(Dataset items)
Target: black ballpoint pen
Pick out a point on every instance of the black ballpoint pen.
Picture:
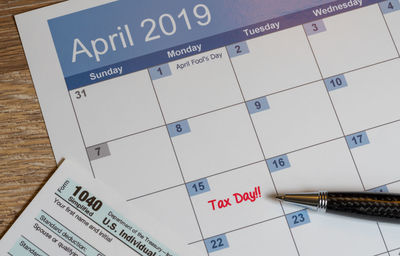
(367, 205)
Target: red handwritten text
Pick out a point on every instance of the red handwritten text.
(239, 198)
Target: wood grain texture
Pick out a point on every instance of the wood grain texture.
(26, 158)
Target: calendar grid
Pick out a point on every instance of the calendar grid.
(244, 227)
(260, 161)
(341, 127)
(390, 32)
(179, 165)
(274, 156)
(383, 238)
(333, 106)
(239, 103)
(258, 140)
(262, 151)
(83, 139)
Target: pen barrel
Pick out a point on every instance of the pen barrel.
(377, 206)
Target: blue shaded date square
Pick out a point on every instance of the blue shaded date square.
(216, 243)
(382, 189)
(238, 49)
(198, 187)
(257, 105)
(314, 27)
(389, 6)
(158, 72)
(357, 139)
(278, 163)
(178, 128)
(298, 218)
(335, 82)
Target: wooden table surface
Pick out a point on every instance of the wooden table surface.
(26, 158)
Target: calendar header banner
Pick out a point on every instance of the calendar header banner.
(126, 36)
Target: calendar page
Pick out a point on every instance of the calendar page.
(200, 112)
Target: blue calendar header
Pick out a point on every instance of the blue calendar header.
(126, 36)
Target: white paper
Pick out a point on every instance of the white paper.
(201, 142)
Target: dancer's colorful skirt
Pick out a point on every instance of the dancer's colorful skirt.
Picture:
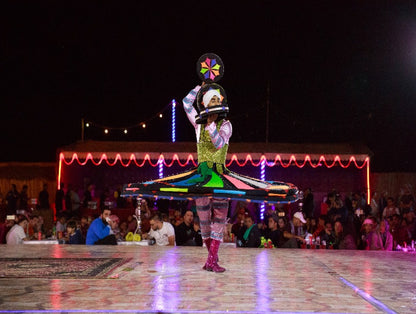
(214, 181)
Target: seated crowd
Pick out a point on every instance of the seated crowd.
(339, 223)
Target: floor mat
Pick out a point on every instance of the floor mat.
(59, 268)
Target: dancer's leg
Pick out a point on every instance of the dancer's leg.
(203, 208)
(220, 210)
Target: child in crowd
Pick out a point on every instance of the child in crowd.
(74, 234)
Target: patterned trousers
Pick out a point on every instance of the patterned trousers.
(212, 216)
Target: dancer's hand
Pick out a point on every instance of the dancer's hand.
(212, 118)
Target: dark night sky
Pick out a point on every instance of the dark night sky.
(337, 71)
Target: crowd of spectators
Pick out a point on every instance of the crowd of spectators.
(338, 222)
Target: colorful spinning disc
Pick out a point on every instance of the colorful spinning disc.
(210, 68)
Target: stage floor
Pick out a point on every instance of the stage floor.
(171, 280)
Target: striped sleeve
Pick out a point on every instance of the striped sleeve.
(221, 137)
(188, 102)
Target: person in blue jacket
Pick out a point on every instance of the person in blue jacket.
(100, 230)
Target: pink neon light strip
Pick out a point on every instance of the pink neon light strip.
(238, 183)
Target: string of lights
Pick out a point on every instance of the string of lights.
(107, 129)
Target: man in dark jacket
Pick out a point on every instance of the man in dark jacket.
(188, 232)
(249, 235)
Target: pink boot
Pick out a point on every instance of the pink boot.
(212, 264)
(208, 245)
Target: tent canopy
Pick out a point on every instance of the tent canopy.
(329, 151)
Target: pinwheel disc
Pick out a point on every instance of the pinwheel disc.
(210, 68)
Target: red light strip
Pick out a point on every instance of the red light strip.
(277, 160)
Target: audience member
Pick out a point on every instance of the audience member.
(390, 209)
(344, 239)
(188, 233)
(399, 233)
(59, 199)
(308, 203)
(273, 232)
(410, 223)
(249, 235)
(311, 225)
(374, 203)
(12, 198)
(74, 235)
(32, 228)
(24, 198)
(5, 227)
(131, 223)
(115, 227)
(123, 230)
(370, 239)
(406, 199)
(161, 231)
(44, 197)
(295, 232)
(238, 223)
(327, 236)
(320, 228)
(83, 227)
(386, 236)
(100, 231)
(88, 195)
(61, 224)
(17, 234)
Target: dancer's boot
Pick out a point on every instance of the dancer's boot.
(212, 261)
(208, 245)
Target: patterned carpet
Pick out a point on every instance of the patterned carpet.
(59, 268)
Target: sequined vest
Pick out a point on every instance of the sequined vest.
(207, 152)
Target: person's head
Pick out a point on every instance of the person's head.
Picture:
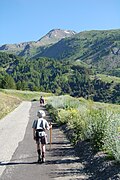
(41, 113)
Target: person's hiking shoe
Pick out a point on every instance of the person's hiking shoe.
(43, 159)
(39, 160)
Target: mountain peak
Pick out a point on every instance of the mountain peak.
(54, 36)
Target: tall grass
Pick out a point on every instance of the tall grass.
(97, 122)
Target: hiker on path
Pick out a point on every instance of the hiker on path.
(42, 101)
(39, 127)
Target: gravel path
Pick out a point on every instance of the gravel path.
(63, 162)
(12, 130)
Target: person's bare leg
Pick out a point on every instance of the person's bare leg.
(43, 152)
(39, 152)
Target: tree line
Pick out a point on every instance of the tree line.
(59, 77)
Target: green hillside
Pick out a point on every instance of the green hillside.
(59, 77)
(99, 49)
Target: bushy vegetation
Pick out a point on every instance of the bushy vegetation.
(98, 123)
(7, 103)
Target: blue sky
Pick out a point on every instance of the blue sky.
(29, 20)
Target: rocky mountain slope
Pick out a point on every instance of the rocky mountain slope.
(33, 47)
(99, 49)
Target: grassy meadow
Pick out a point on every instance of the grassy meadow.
(85, 120)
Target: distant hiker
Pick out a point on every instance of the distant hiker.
(39, 127)
(42, 101)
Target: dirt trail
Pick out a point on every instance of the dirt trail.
(61, 160)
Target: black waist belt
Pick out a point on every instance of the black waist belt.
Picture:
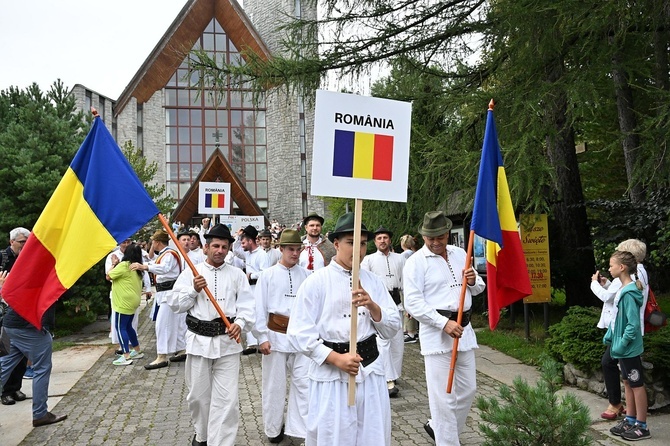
(165, 286)
(395, 295)
(207, 328)
(453, 315)
(366, 348)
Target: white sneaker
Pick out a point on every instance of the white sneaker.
(121, 360)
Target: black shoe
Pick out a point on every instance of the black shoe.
(429, 430)
(249, 351)
(19, 396)
(49, 418)
(158, 365)
(278, 438)
(198, 443)
(621, 427)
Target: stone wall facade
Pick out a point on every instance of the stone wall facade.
(658, 395)
(102, 103)
(290, 123)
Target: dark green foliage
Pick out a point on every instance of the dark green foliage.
(89, 296)
(657, 352)
(534, 416)
(577, 340)
(146, 172)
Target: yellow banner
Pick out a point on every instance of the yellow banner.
(535, 242)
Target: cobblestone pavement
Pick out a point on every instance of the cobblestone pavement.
(112, 405)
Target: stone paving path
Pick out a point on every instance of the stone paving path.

What is required. Copy out every row above word for word, leaving out the pictures.

Solution below.
Target: black ballpoint pen
Pick out a point on every instance of the black ballpoint pen.
Picture:
(367, 205)
Target: red handwritten text
Pick out a point on every instance of the red handwritten text.
(239, 198)
Target: wood grain texture
Pick out a point on every instance of the wood grain texture.
(26, 158)
Target: calendar grid
Pick out a point on every instance of the calendar grid.
(244, 227)
(260, 161)
(341, 127)
(390, 32)
(179, 165)
(274, 156)
(383, 238)
(333, 106)
(239, 103)
(258, 140)
(262, 151)
(83, 139)
Target: pen barrel
Pick out a point on every instance of the pen barrel.
(377, 206)
Target: blue shaded date square
Pick out a point on every instance of the blue shaded date square.
(216, 243)
(382, 189)
(238, 49)
(198, 187)
(257, 105)
(314, 27)
(389, 6)
(158, 72)
(357, 139)
(278, 163)
(178, 128)
(298, 218)
(335, 82)
Target: wooden table surface
Pick out a point on every instance of the wooden table surface.
(26, 158)
Target: calendar header banner
Pick out a point on every instance of the calendar header banner.
(126, 36)
Target: calendar page
Pick out a point on every instance of the calendar page.
(200, 112)
Target: blue calendar header
Pick out a point on every instance of the blue calendar header.
(126, 36)
Target: white paper
Pick out a point on every instance of the white paper.
(201, 142)
Target: dancer's colorful skirt
Pick out a point on every instance of the dancer's colorful skirt.
Picture:
(214, 181)
Target: seated crowd
Pick out a point on every instance of the seated crowd.
(339, 223)
Target: floor mat
Pick out a point on every instance of the floor mat.
(59, 268)
Target: dancer's leg
Pick out a point on every instance of the dancer's leg.
(203, 208)
(220, 210)
Target: child in crowd
Pick out a point on every instance of the child in crowd.
(74, 234)
Target: patterned trousers
Pick out a point on every instance of the patterned trousers.
(212, 216)
Target: dancer's hand
Pick out a point on every instance of the dancer's hand.
(212, 118)
Target: dark night sky
Pick out a point on every instance of the dark night sky.
(337, 71)
Target: crowd of spectators
Pick out a point on every instance of the crowd of spectators.
(338, 222)
Target: colorful spinning disc
Pick out a point on every instance of the colorful spinning disc.
(210, 68)
Target: stage floor
Pick out a point on every instance of the stage floor.
(171, 280)
Target: striped sleeve
Pick out a point on every instance of the striped sleeve.
(221, 137)
(188, 102)
Target: person in blue jacket
Pick out a point on every instance of the person in blue jacket.
(100, 230)
Target: pink neon light strip
Pick out a point on every instance of the pink neon light strip.
(238, 183)
Target: string of lights
Pick out a point on every instance of the string of lights.
(107, 129)
Target: man in dark jacket
Pick out a point on every instance of the man in dark jacket.
(188, 232)
(249, 235)
Target: pink boot
Pick out a point on every instance of the pink boot.
(212, 264)
(208, 245)
Target: tent canopy
Pick out a point on every instance of the tent canopy.
(329, 151)
Target: pinwheel disc
Pick out a point on every instance of the pinwheel disc.
(210, 68)
Target: red light strip
Pick out a point on every instance of the red light strip.
(277, 160)
Target: audience member
Pick out a point on every instance of the audience member.
(390, 209)
(344, 239)
(188, 233)
(399, 233)
(59, 199)
(308, 203)
(273, 232)
(410, 223)
(249, 235)
(311, 225)
(374, 203)
(12, 198)
(74, 235)
(32, 228)
(24, 198)
(5, 227)
(131, 223)
(115, 227)
(123, 230)
(370, 239)
(406, 199)
(161, 231)
(44, 197)
(295, 232)
(238, 223)
(327, 236)
(320, 228)
(83, 227)
(386, 236)
(100, 231)
(88, 195)
(61, 224)
(17, 234)
Target: dancer's boot
Pick out a point on every instance of the dancer's boot.
(212, 261)
(208, 245)
Target: patterned carpet
Pick out a point on every instance of the patterned carpet.
(59, 268)
Target: sequined vest
Pick out a point on every instance of the sequined vest.
(207, 152)
Target: person's head
Pick out a point on every instance of the person's head.
Picture:
(41, 113)
Target: person's hiking shoe
Pick out a point on every instance of the person's hiking shoe.
(43, 159)
(39, 160)
Target: mountain peak
Pick out a point on every instance of the mountain peak.
(54, 36)
Target: tall grass
Pick out a point on every instance of the tall grass.
(97, 122)
Target: hiker on path
Pick out a point on every instance of the hiker on path.
(42, 101)
(39, 127)
Target: gravel path
Pick out a point on every instance of the gravel path.
(63, 162)
(12, 130)
Target: person's bare leg
Pick out a point on every instance of the person's bare leg.
(43, 152)
(39, 152)
Target: tree line
Pick out a point on every instance of the tree line.
(59, 77)
Target: green hillside
Pick out a point on every instance of the green hillside.
(59, 77)
(99, 49)
Target: bushy vegetation
Pick out a point on every instance of the bushy vegetation.
(98, 123)
(7, 103)
Target: blue sky
Pick out a point on every instance of the blue sky.
(29, 20)
Target: rocky mountain slope
Pick out a point on every instance of the rocky mountain slope.
(33, 47)
(99, 49)
Target: grassy meadow
Pick out a point on every instance of the grassy meadow.
(85, 120)
Target: distant hiker
Pick out a point on every instance of the distant hiker.
(39, 127)
(42, 101)
Target: dirt trail
Pick out a point on every instance of the dirt trail.
(61, 160)
Target: black waist belt
Pick out a point on every instance of the black waist belt.
Picture:
(165, 286)
(395, 295)
(207, 328)
(453, 315)
(366, 348)
Target: white sneaker
Pick out a point on every instance of the white sneaker.
(121, 360)
Target: black shoe
Pick out a point on every instance of the black shoe.
(429, 430)
(249, 351)
(19, 396)
(49, 418)
(158, 365)
(278, 438)
(198, 443)
(621, 427)
Target: stone wall facade
Pick out a point on every instance of the stone wall facade.
(658, 395)
(102, 103)
(290, 123)
Target: dark green foliage
Pick out a point on every instance of the dark green foliage.
(89, 296)
(657, 352)
(534, 416)
(577, 340)
(146, 172)
Target: yellow banner
Pick out a point on every instance of the yellow banner.
(535, 242)
Target: cobblestone pavement
Pick out a point on every instance of the cobblestone pavement.
(112, 405)
Target: stone paving path
Pick out a point on every instance of the stone paving path.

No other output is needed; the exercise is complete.